### [SOURCE MATERIAL]
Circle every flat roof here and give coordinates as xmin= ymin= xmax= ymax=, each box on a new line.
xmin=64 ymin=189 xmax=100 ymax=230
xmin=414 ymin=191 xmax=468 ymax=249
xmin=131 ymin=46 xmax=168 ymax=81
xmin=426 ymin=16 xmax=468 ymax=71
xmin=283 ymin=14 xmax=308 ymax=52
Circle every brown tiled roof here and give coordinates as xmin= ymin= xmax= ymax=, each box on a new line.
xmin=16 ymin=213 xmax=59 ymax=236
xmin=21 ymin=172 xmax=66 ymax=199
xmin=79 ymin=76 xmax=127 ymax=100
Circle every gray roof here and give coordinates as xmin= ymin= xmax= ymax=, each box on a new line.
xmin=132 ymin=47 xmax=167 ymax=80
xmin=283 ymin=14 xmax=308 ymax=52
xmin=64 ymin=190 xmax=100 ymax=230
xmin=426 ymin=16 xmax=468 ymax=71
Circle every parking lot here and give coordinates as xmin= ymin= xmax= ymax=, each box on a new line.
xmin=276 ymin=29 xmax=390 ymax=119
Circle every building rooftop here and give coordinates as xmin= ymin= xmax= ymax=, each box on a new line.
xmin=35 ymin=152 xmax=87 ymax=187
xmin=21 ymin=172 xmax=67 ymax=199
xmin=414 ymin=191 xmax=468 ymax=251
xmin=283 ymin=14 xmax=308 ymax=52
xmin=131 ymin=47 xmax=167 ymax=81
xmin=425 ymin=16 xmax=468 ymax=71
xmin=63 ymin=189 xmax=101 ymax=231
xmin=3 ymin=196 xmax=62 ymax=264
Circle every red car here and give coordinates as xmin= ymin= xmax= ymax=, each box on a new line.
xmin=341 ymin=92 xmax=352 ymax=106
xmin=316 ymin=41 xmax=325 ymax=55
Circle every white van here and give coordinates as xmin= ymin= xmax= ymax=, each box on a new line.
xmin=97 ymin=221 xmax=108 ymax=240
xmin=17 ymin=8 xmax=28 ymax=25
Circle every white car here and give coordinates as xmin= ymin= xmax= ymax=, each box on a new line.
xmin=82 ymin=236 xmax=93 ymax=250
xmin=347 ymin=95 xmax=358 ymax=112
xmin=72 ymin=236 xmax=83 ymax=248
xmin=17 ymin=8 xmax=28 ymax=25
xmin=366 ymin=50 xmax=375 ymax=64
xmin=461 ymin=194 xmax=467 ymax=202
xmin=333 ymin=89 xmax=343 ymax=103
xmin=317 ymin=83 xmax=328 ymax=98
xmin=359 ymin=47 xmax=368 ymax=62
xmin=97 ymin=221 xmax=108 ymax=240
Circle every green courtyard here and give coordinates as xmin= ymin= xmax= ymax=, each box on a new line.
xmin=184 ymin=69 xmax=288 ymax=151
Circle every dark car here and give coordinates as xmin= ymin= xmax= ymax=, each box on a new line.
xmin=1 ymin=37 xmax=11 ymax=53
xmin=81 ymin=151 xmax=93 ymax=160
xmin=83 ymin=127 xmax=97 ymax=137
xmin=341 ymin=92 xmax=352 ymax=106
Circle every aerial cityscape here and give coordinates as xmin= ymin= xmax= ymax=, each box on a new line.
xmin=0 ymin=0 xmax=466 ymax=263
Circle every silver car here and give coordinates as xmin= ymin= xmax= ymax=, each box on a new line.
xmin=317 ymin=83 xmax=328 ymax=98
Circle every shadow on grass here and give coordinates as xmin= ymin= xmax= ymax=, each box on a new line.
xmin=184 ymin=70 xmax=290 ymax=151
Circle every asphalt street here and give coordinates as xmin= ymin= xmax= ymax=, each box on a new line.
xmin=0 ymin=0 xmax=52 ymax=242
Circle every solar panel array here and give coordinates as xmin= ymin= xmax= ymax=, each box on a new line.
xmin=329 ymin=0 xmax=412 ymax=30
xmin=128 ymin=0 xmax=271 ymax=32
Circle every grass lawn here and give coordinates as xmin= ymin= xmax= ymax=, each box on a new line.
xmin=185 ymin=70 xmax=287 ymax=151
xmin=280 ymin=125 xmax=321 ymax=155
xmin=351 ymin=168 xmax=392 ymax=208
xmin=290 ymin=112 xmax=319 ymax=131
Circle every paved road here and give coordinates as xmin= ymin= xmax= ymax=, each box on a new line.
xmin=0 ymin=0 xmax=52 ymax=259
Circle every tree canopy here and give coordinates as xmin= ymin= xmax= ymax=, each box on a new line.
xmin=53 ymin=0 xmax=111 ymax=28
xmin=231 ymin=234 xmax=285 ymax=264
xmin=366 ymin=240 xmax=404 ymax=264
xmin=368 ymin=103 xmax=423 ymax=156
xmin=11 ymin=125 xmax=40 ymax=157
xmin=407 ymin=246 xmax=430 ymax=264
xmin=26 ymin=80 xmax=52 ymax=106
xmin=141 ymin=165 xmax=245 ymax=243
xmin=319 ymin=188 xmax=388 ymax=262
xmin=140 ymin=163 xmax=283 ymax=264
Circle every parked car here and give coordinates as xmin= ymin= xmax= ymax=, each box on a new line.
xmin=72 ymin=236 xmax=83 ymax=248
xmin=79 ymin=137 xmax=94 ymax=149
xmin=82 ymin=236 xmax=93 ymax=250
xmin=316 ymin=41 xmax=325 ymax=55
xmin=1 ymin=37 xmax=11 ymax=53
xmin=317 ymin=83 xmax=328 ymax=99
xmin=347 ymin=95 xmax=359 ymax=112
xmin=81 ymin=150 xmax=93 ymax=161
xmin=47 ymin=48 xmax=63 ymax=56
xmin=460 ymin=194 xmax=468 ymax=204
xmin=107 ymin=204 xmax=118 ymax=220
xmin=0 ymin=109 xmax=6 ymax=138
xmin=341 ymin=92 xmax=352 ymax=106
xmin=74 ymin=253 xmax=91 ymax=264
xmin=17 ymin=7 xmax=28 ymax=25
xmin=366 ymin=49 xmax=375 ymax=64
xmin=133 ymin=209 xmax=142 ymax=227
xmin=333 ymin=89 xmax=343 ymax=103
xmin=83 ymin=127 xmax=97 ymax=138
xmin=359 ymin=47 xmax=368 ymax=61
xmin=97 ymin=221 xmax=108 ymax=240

### [WHAT IS REQUIRED]
All of the entries must be quoted exactly; please include each one.

### [EXERCISE ANSWER]
Circle every flat roof here and give coordinates as xmin= ymin= xmax= ymax=, each box on a new line.
xmin=64 ymin=189 xmax=100 ymax=230
xmin=414 ymin=191 xmax=468 ymax=249
xmin=131 ymin=46 xmax=168 ymax=81
xmin=426 ymin=16 xmax=468 ymax=71
xmin=283 ymin=14 xmax=308 ymax=52
Circle every brown tiled roof here and give coordinates as xmin= ymin= xmax= ymax=, each box on a new line.
xmin=16 ymin=213 xmax=59 ymax=236
xmin=21 ymin=172 xmax=66 ymax=199
xmin=79 ymin=76 xmax=127 ymax=100
Circle every gray roof here and give coordinates as xmin= ymin= xmax= ymax=, each box on a new line.
xmin=132 ymin=47 xmax=167 ymax=80
xmin=283 ymin=14 xmax=308 ymax=52
xmin=64 ymin=190 xmax=100 ymax=230
xmin=426 ymin=16 xmax=468 ymax=71
Circle every parking lot here and give coordinates as xmin= ymin= xmax= ymax=, each box on a new line.
xmin=276 ymin=29 xmax=390 ymax=119
Circle every building rooftop here and give coordinates as xmin= ymin= xmax= ymax=, each box on a new line.
xmin=35 ymin=152 xmax=87 ymax=187
xmin=21 ymin=172 xmax=67 ymax=199
xmin=414 ymin=191 xmax=468 ymax=251
xmin=283 ymin=14 xmax=308 ymax=52
xmin=131 ymin=47 xmax=167 ymax=81
xmin=425 ymin=16 xmax=468 ymax=71
xmin=63 ymin=189 xmax=101 ymax=231
xmin=3 ymin=196 xmax=62 ymax=264
Circle every red car here and give coordinates as xmin= ymin= xmax= ymax=, each box on a new line.
xmin=341 ymin=92 xmax=352 ymax=106
xmin=316 ymin=41 xmax=325 ymax=55
Circle every white van here and give coordinates as xmin= ymin= xmax= ymax=, each box on a new line.
xmin=97 ymin=221 xmax=108 ymax=240
xmin=17 ymin=8 xmax=28 ymax=25
Circle every white car here and give coordinates as xmin= ymin= xmax= ymax=, each box on a new line.
xmin=82 ymin=236 xmax=93 ymax=250
xmin=347 ymin=95 xmax=358 ymax=112
xmin=72 ymin=236 xmax=83 ymax=248
xmin=17 ymin=8 xmax=28 ymax=25
xmin=366 ymin=50 xmax=375 ymax=64
xmin=461 ymin=194 xmax=467 ymax=202
xmin=333 ymin=89 xmax=343 ymax=103
xmin=317 ymin=83 xmax=328 ymax=98
xmin=359 ymin=47 xmax=368 ymax=62
xmin=97 ymin=221 xmax=108 ymax=240
Circle every green courtyard here and give coordinates as xmin= ymin= xmax= ymax=, each box on a new line.
xmin=184 ymin=69 xmax=288 ymax=151
Circle every dark car here and give coordinates as xmin= ymin= xmax= ymax=, each box on a new line.
xmin=1 ymin=37 xmax=11 ymax=53
xmin=81 ymin=151 xmax=93 ymax=160
xmin=83 ymin=127 xmax=97 ymax=137
xmin=341 ymin=92 xmax=352 ymax=106
Circle every aerial cityscape here and give coordinates as xmin= ymin= xmax= ymax=, each box on a new line.
xmin=0 ymin=0 xmax=466 ymax=263
Circle every silver car here and give coordinates as xmin= ymin= xmax= ymax=, each box on a new line.
xmin=317 ymin=83 xmax=328 ymax=98
Circle every shadow on grass here and give coordinates as xmin= ymin= xmax= ymax=, each box on a new line.
xmin=184 ymin=70 xmax=290 ymax=151
Circle every asphalt street here and give coordinates as xmin= ymin= xmax= ymax=, each box on a new line.
xmin=0 ymin=0 xmax=52 ymax=242
Circle every solar panel array here and give coordinates as xmin= ymin= xmax= ymax=, each box on a new line.
xmin=329 ymin=0 xmax=412 ymax=30
xmin=128 ymin=0 xmax=271 ymax=32
Circle every grass lawn here and give coordinates as xmin= ymin= xmax= ymax=, each box on a new line.
xmin=185 ymin=70 xmax=287 ymax=151
xmin=280 ymin=125 xmax=321 ymax=155
xmin=351 ymin=168 xmax=392 ymax=208
xmin=290 ymin=112 xmax=319 ymax=131
Circle every paved road here and give coordinates as xmin= ymin= xmax= ymax=, each box on a new line.
xmin=0 ymin=0 xmax=52 ymax=259
Circle every tree canopy here and give coordinates as xmin= ymin= xmax= ymax=, each box on a new line.
xmin=53 ymin=0 xmax=111 ymax=28
xmin=231 ymin=234 xmax=285 ymax=264
xmin=366 ymin=240 xmax=404 ymax=264
xmin=368 ymin=103 xmax=423 ymax=156
xmin=11 ymin=125 xmax=40 ymax=157
xmin=407 ymin=246 xmax=430 ymax=264
xmin=26 ymin=80 xmax=52 ymax=106
xmin=141 ymin=165 xmax=245 ymax=243
xmin=319 ymin=188 xmax=388 ymax=262
xmin=140 ymin=163 xmax=283 ymax=264
Circle every parked car here and give coordinates as xmin= ymin= xmax= ymax=, each box on a new line.
xmin=72 ymin=236 xmax=83 ymax=248
xmin=79 ymin=137 xmax=94 ymax=149
xmin=82 ymin=236 xmax=93 ymax=250
xmin=316 ymin=41 xmax=325 ymax=55
xmin=1 ymin=37 xmax=11 ymax=53
xmin=317 ymin=83 xmax=328 ymax=99
xmin=347 ymin=95 xmax=359 ymax=112
xmin=81 ymin=150 xmax=93 ymax=161
xmin=47 ymin=48 xmax=63 ymax=56
xmin=460 ymin=194 xmax=468 ymax=204
xmin=107 ymin=204 xmax=118 ymax=220
xmin=0 ymin=109 xmax=6 ymax=138
xmin=341 ymin=92 xmax=352 ymax=106
xmin=74 ymin=253 xmax=91 ymax=264
xmin=17 ymin=7 xmax=28 ymax=25
xmin=366 ymin=49 xmax=375 ymax=64
xmin=133 ymin=209 xmax=142 ymax=227
xmin=333 ymin=89 xmax=343 ymax=103
xmin=83 ymin=127 xmax=97 ymax=138
xmin=359 ymin=47 xmax=368 ymax=61
xmin=97 ymin=221 xmax=108 ymax=240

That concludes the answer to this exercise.